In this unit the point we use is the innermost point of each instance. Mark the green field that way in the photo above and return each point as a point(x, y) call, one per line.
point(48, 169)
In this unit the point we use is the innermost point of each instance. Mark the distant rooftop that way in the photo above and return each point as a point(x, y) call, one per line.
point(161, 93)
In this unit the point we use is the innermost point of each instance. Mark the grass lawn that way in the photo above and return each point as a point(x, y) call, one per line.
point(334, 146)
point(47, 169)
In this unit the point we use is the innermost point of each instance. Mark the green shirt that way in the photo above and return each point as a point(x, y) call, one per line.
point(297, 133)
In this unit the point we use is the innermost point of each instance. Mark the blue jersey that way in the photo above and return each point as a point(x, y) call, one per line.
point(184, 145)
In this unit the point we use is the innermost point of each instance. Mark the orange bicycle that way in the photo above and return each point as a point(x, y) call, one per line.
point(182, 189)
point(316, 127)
════
* [TASK DIRECTIONS]: Every line of data must be returned unchanged.

* [RESPONSE TO THIS TASK]:
In this unit the point we use is the innermost point of each instance. Mark the green field that way in the photo above and return each point as a point(x, y) call, one per line.
point(48, 169)
In this unit the point we use is the innermost point of each instance. Mark the distant rooftop that way in the photo above and return each point as a point(x, y) call, one per line.
point(161, 93)
In this unit the point we use is the innermost point of each instance. Mark the grass lawn that way in the photo above and return each point as a point(x, y) call, one per line.
point(334, 146)
point(47, 169)
In this unit the point we use is the innermost point of each instance. Mark the green shirt that way in the photo above and return each point as a point(x, y) call, one per line.
point(297, 133)
In this unit the point we use is the innermost point of each instance. Mark the blue jersey that way in the photo above and return each point as a point(x, y) call, one per line.
point(184, 145)
In this unit the point we use is the innermost point of each instance. Mark the orange bicycle that way in the photo above and return each point as a point(x, y) call, one per line.
point(182, 189)
point(316, 127)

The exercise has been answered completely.